■ WORK ITEM
Exactly as written, output each of the lines below, with no images.

________________

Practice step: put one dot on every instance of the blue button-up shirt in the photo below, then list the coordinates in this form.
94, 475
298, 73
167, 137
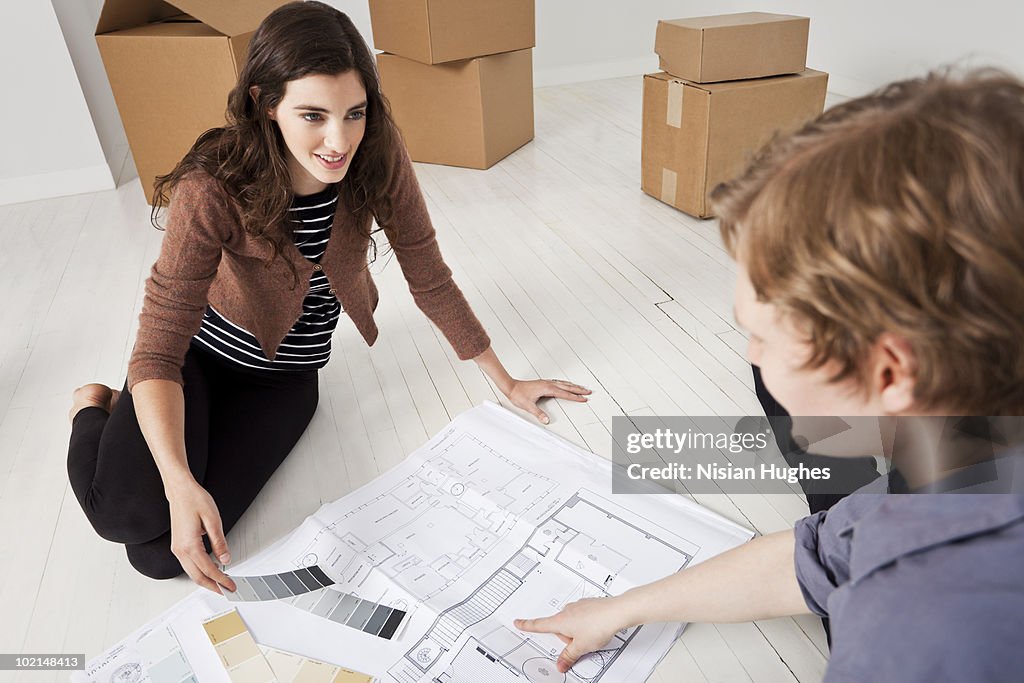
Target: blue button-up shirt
923, 587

________________

■ RESULT FOR THIS EXERCISE
Practice step: put one dot on every instance of the blue button-up shirt in the photo below, then list the coordinates in this form.
94, 475
298, 73
167, 137
Target: blue button-up shirt
923, 587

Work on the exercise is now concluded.